*** GIVEN INFORMATION Section Begins ***
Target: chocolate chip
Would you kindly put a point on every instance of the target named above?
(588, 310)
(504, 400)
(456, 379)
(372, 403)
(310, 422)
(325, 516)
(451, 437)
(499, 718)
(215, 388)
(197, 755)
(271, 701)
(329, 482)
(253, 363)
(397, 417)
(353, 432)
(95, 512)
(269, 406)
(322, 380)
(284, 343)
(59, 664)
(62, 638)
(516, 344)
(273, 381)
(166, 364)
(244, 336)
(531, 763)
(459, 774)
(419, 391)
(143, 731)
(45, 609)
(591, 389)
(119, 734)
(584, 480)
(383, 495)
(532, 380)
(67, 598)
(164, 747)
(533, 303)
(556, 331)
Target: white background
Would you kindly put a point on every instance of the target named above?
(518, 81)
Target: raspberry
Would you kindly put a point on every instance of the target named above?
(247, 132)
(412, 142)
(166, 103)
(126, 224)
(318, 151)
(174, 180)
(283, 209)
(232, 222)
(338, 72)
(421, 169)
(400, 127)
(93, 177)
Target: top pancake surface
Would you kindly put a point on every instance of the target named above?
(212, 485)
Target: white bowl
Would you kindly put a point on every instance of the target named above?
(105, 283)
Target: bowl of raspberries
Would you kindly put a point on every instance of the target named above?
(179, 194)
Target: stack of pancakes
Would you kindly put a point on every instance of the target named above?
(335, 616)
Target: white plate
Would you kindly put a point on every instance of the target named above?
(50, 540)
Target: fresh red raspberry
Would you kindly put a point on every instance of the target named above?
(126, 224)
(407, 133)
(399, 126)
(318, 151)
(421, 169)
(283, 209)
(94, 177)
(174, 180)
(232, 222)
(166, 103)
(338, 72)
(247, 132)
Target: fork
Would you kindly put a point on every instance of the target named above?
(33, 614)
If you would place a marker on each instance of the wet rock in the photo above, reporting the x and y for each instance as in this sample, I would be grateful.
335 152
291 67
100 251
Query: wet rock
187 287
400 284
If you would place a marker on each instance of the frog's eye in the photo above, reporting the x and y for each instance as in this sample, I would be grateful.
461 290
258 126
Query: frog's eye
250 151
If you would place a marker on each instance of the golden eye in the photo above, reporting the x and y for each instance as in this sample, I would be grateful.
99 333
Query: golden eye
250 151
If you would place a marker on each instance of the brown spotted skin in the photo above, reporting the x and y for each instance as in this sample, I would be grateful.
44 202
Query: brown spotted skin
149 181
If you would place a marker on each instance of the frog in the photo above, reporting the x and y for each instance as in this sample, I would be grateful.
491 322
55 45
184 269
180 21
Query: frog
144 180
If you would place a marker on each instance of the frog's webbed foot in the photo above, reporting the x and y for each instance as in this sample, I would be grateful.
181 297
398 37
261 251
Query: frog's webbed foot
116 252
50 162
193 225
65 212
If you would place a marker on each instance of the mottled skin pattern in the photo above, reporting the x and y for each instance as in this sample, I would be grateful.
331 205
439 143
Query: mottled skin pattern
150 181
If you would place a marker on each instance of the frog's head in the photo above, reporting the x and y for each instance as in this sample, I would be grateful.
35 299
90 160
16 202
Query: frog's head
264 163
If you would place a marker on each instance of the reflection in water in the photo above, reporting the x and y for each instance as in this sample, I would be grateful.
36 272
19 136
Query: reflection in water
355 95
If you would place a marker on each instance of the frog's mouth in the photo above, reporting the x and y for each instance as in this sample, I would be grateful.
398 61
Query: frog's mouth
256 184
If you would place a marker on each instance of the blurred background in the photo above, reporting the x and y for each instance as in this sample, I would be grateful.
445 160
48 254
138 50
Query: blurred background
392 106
*** GIVEN INFORMATION Section Ends ***
[WHAT YOU NEED TO DO]
Determine which lines above include the word "white", and report those lines in full.

[PROBLEM SOLUTION]
Target: white background
Target: white bowl
Target: white plate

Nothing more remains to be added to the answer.